### Quoted text:
________________
Differences in degree and kind: How vocabularies of motive in institutional logics shape sustainable practices

Abstract

The article “Differences in degree and kind: How vocabularies of motive in institutional logics shape sustainable practices” aims at a deeper understanding of how different institutional logics result in different approaches to sustainability. For this purpose, an embedded case study among different banking types was conducted which allows comparing the market, community, state, religious, professional, family and sustainable logic. The analysis reveals that each institutional logic implies different vocabularies of motives which in turn become manifest in different approaches towards sustainability. We find that those approaches do not only differ in terms of the degree but also in terms of the kind of the sustainable practices implemented. This paper thus contributes to a more fine-tuned understanding of which sustainable behaviour is considered appropriate within the various institutional logics. In particular, we advance knowledge by uncovering the mechanisms between logics, motives and practices and thereby succeed in bridging the literature dealing with motives for sustainability and institutional theory.

Biography

Salome Zimmermann is a PhD candidate and research assistant at the University at Hagen, Germany's only state-funded distance learning university. She is affiliated to the Chair of Service Management (led by Sabine Fliess), where she is involved with online teaching as well as supervising bachelor and master theses. Her research interests focus on questions concerning the sustainable behaviour of organisations, such as divestment strategies of financial service providers. She mainly relates those questions to institutional theory in general, and to the institutional logics perspective in particular. Methodologically, she works predominantly qualitative. She is familiar with both conventional case studies and configurational approaches, such as qualitative comparative analysis (QCA).
________________
### Task 1:
Summarize the text on institutional logics and sustainable practices in two sentences.
The records are unrelated to the text.

### Data to use:
________________
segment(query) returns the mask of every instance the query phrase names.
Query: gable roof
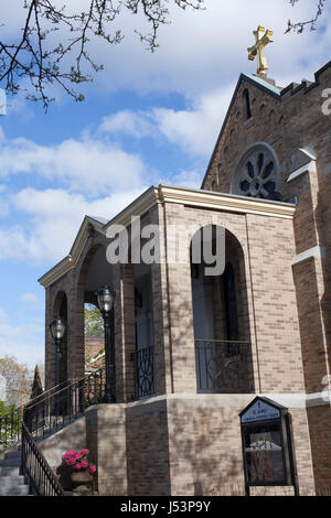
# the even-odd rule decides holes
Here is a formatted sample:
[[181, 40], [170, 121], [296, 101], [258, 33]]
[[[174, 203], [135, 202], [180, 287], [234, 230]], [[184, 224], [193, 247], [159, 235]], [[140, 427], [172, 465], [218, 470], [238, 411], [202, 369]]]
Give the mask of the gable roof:
[[213, 160], [214, 160], [214, 157], [215, 157], [215, 153], [216, 153], [216, 150], [218, 148], [218, 144], [220, 144], [220, 141], [222, 139], [222, 136], [223, 136], [223, 132], [225, 130], [225, 127], [227, 125], [227, 120], [228, 120], [228, 117], [229, 117], [229, 114], [231, 114], [231, 110], [232, 110], [232, 107], [234, 105], [234, 101], [237, 97], [237, 93], [238, 93], [238, 89], [241, 87], [241, 84], [243, 80], [246, 80], [247, 83], [250, 83], [250, 85], [257, 87], [258, 89], [263, 90], [265, 94], [268, 94], [270, 95], [271, 97], [274, 97], [275, 99], [281, 101], [281, 95], [280, 95], [280, 89], [277, 88], [277, 86], [274, 86], [271, 85], [270, 83], [268, 83], [267, 80], [260, 78], [260, 77], [257, 77], [257, 76], [254, 76], [254, 75], [249, 75], [249, 74], [244, 74], [242, 73], [239, 75], [239, 78], [238, 78], [238, 82], [237, 82], [237, 85], [235, 87], [235, 90], [234, 90], [234, 94], [232, 96], [232, 99], [231, 99], [231, 102], [229, 102], [229, 106], [227, 108], [227, 111], [226, 111], [226, 115], [225, 115], [225, 118], [224, 118], [224, 121], [223, 121], [223, 125], [222, 125], [222, 128], [221, 128], [221, 131], [220, 131], [220, 134], [218, 134], [218, 138], [216, 140], [216, 143], [215, 143], [215, 147], [214, 147], [214, 150], [213, 150], [213, 153], [212, 153], [212, 157], [211, 157], [211, 160], [209, 162], [209, 165], [207, 165], [207, 169], [206, 169], [206, 172], [205, 172], [205, 175], [203, 177], [203, 181], [202, 181], [202, 184], [201, 184], [201, 188], [203, 188], [203, 184], [206, 180], [206, 176], [209, 174], [209, 171], [210, 171], [210, 168], [213, 163]]
[[281, 218], [292, 218], [296, 211], [293, 204], [285, 202], [250, 198], [236, 194], [197, 188], [175, 187], [173, 185], [152, 185], [107, 223], [104, 223], [104, 219], [97, 220], [90, 216], [85, 216], [70, 253], [44, 273], [39, 279], [39, 282], [44, 288], [47, 288], [71, 269], [75, 268], [88, 239], [90, 226], [93, 226], [96, 231], [107, 237], [107, 229], [110, 226], [121, 225], [126, 227], [131, 223], [131, 216], [143, 215], [156, 204], [163, 204], [166, 202], [201, 208], [213, 208], [216, 211], [228, 211], [236, 214], [249, 213]]
[[243, 80], [246, 80], [247, 83], [250, 83], [253, 86], [259, 88], [260, 90], [263, 90], [265, 94], [268, 94], [270, 95], [271, 97], [274, 97], [274, 99], [277, 99], [279, 100], [279, 102], [281, 102], [282, 100], [282, 97], [286, 96], [287, 94], [290, 94], [291, 96], [293, 96], [295, 94], [297, 94], [298, 91], [300, 91], [301, 89], [303, 89], [303, 93], [307, 94], [308, 91], [310, 91], [311, 89], [313, 89], [316, 86], [318, 86], [320, 84], [320, 76], [323, 74], [323, 72], [325, 72], [328, 68], [331, 67], [331, 61], [328, 62], [324, 66], [322, 66], [322, 68], [320, 68], [319, 71], [317, 71], [314, 73], [314, 82], [313, 83], [310, 83], [310, 82], [307, 82], [306, 79], [302, 79], [301, 84], [298, 85], [296, 83], [291, 83], [289, 84], [286, 88], [278, 88], [277, 86], [274, 86], [271, 85], [269, 82], [263, 79], [261, 77], [258, 77], [256, 75], [252, 75], [252, 74], [244, 74], [242, 73], [239, 75], [239, 78], [238, 78], [238, 82], [237, 82], [237, 85], [235, 87], [235, 90], [234, 90], [234, 94], [233, 94], [233, 97], [231, 99], [231, 102], [229, 102], [229, 106], [228, 106], [228, 109], [227, 109], [227, 112], [226, 112], [226, 116], [224, 118], [224, 121], [223, 121], [223, 125], [222, 125], [222, 128], [221, 128], [221, 131], [220, 131], [220, 134], [218, 134], [218, 138], [217, 138], [217, 141], [216, 141], [216, 144], [214, 147], [214, 150], [213, 150], [213, 153], [212, 153], [212, 157], [211, 157], [211, 160], [209, 162], [209, 165], [206, 168], [206, 172], [205, 172], [205, 175], [203, 177], [203, 181], [202, 181], [202, 184], [201, 184], [201, 188], [203, 188], [203, 185], [204, 185], [204, 182], [207, 177], [207, 174], [210, 172], [210, 168], [213, 163], [213, 160], [214, 160], [214, 157], [215, 157], [215, 153], [216, 153], [216, 150], [218, 148], [218, 143], [221, 141], [221, 138], [223, 136], [223, 132], [224, 132], [224, 129], [226, 127], [226, 123], [227, 123], [227, 119], [229, 117], [229, 114], [231, 114], [231, 110], [232, 110], [232, 107], [234, 105], [234, 101], [236, 99], [236, 96], [237, 96], [237, 93], [238, 93], [238, 89], [239, 89], [239, 86], [241, 86], [241, 83]]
________________
### Task 2:
Repeat the lines of the records from their first line through the line that contains "Query: gable roof", including both ends.

### Worked answer 1:
An embedded case study of different banking types compares the market, community, state, religious, professional, family and sustainable logics and finds that each implies different vocabularies of motives, which produce sustainable practices that differ in both degree and kind. The biography describes Salome Zimmermann as a PhD candidate and research assistant at the University at Hagen whose research on the sustainable behavior of organizations draws on institutional theory and the institutional logics perspective.

### Worked answer 2:
segment(query) returns the mask of every instance the query phrase names.
Query: gable roof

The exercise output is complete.